═══ Source excerpt ═══
From the February 2024 issue of Apollo. Preview and subscribe here.
‘Multiple Realities: Experimental Art in the Eastern Bloc, 1960s–1980s’ opens with a crumpled black-and-white photograph – more precisely, with a painting of one. Aluljaro I (Underground Passage I) from 1975 by the Hungarian artist Laszlo Feher is part of a series of photorealist renderings of passengers descending to or emerging from the Budapest underground, captured at oblique angles more suggestive of spying than portraiture. It is a fitting start to an exhibition in which almost nothing is exactly as it seems. As the title suggests, artists working in the Soviet satellite states experienced reality as something volatile and unfixed, as they moved between the spheres of a bureaucratic officialdom – the rules of which could change in an instant – and the spaces of relative freedom they managed to carve out within it.
More literally, ‘multiple realities’ aptly characterises the region in this period: what was possible in Poland or Yugoslavia was not necessarily possible in Romania or East Germany. Conditions varied widely not only from country to country, but also year to year: in the mid 1960s, Prague was among the most permissive cities in the Bloc, evident in public actions such as The Aktual Walk – Demonstration for All Senses (1964), a Fluxus-inspired Happening by Milan Knizak; after the brutal repression of the Prague Spring in 1968, experimental art was forced underground. Accordingly, curator Pavel Pys dispenses with chronology, dividing the show into four thematic sections supplemented by ‘content rooms’ providing context in the form of archival images and text panels.
The first section, ‘Public and Private Spaces of Control’, explores the effects of mass state surveillance upon artists, many of whom appropriated its forms and techniques to comment on its total mediation of everyday life. Throughout the 1970s, Czech artist Jiri Kovanda performed nearly invisible actions in public space – for instance, turning around to stare at the person behind him on an escalator – displayed as a series of typewritten reports accompanied by photographs taken from a distance by an accomplice. Ion Grigorescu’s photo series Electoral Meeting (1975), taken with a concealed camera, documents undercover agents of the Romanian Securitate conspicuously monitoring the crowd at a Party rally.
By contrast, the ‘Dimensions of the Self’ section turns from the scrutiny of the public sphere to the intimacy of bodily sensation, with an emphasis on explorations of gender and sexuality by women and queer artists, including a display of exquisite sculptures abstracting the female form by Maria Pininska-Beres, Eva Kmentova, Alina Szapocznikow, and Barbara Falender. A number of the works take the form of private performances staged for a small audience of trusted friends – or, in some cases, exclusively for the camera – which reached a wider public only after the fall of the Wall. There are several grids of staged photographs by the East German artists Cornelia Schleime and Gabriele Stötzer, friends and frequent collaborators in the 1980s who often posed for one another in eccentric or confining costumes. Collaboration outside of the enforced norms of state collectivity is also the subject of the ‘Being Together’ section. It ranges from riotous countercultural artefacts such as Andrzej Urbanowicz’s double-sided painting Jezioro Ducha (‘Spirit Lake’) from 1970, made under the influence of LSD and the Rolling Stones, to Julius Koller’s sprawling participatory artwork J.K. Ping-Pong Club, begun in Bratislava in 1970 and continued until the artist’s death in 2007.
═══ Provided data ═══
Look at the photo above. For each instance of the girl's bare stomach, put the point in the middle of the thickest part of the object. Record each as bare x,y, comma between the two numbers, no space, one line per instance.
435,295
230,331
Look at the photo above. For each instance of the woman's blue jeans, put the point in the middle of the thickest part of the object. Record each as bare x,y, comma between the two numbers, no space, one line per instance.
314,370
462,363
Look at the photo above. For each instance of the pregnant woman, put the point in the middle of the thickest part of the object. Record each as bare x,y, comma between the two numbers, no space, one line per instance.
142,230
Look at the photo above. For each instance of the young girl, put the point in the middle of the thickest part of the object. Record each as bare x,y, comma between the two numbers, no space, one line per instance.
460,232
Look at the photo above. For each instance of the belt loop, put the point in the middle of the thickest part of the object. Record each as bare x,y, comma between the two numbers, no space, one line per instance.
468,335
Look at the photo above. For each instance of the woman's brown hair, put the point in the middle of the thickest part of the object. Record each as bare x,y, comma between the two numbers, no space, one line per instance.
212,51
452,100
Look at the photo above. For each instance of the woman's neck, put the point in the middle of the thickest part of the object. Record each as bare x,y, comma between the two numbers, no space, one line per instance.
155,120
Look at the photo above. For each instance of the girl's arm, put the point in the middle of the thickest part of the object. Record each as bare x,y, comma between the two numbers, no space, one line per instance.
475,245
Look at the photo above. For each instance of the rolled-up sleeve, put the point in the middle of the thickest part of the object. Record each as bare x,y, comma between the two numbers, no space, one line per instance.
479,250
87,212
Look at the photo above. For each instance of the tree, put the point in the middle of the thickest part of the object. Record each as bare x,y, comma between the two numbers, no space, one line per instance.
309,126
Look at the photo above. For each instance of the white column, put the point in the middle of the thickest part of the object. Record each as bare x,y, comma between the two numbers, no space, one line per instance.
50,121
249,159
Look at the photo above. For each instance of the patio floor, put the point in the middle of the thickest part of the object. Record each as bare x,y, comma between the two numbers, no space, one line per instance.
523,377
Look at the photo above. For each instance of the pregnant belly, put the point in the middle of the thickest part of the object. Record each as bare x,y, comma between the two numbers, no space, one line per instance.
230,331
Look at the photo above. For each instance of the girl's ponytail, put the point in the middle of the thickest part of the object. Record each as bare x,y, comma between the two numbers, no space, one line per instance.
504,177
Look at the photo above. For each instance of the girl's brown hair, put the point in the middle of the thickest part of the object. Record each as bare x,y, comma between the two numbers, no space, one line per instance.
═══
• **Task directions**:
Decide whether each statement agrees with the exhibition review. Answer yes or no for each, and quote the review's deciding words exactly: (a) The exhibition is arranged in chronological order. (b) Ion Grigorescu's Electoral Meeting was taken with a concealed camera. (c) Julius Koller began J.K. Ping-Pong Club in Prague.

• **Exercise output**:
(a) No: "curator Pavel Pys dispenses with chronology"
(b) Yes: "taken with a concealed camera"
(c) No: "begun in Bratislava in 1970"